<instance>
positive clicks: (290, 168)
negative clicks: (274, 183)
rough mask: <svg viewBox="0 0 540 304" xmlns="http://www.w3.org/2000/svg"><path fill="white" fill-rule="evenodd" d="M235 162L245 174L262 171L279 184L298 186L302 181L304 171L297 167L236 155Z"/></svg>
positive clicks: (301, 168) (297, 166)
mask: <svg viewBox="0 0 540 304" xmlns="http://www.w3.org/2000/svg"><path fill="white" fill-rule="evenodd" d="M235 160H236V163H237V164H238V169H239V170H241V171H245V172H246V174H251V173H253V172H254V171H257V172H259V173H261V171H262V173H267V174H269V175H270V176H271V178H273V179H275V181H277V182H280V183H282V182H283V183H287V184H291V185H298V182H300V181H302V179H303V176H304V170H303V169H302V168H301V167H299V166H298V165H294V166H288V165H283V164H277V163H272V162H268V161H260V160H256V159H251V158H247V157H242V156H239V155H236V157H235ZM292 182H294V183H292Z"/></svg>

----

#### [Problem description]
Nothing should be dropped: transcribe all the material exactly.

#### [Task output]
<instance>
positive clicks: (290, 168)
negative clicks: (274, 183)
rough mask: <svg viewBox="0 0 540 304" xmlns="http://www.w3.org/2000/svg"><path fill="white" fill-rule="evenodd" d="M235 162L245 174L262 171L279 184L298 186L302 181L304 171L297 167L236 155Z"/></svg>
positive clicks: (301, 168) (297, 166)
mask: <svg viewBox="0 0 540 304" xmlns="http://www.w3.org/2000/svg"><path fill="white" fill-rule="evenodd" d="M235 160H236V163H237V164H238V169H239V170H241V171H245V172H246V174H251V173H253V172H254V171H257V172H259V173H261V171H262V173H267V174H269V175H270V176H271V178H273V179H275V181H277V182H280V183H282V182H283V183H287V184H291V185H298V182H300V181H302V179H303V176H304V170H303V169H302V168H301V167H299V166H298V165H294V166H288V165H283V164H277V163H272V162H268V161H260V160H256V159H251V158H247V157H242V156H239V155H236V157H235ZM292 182H294V183H292Z"/></svg>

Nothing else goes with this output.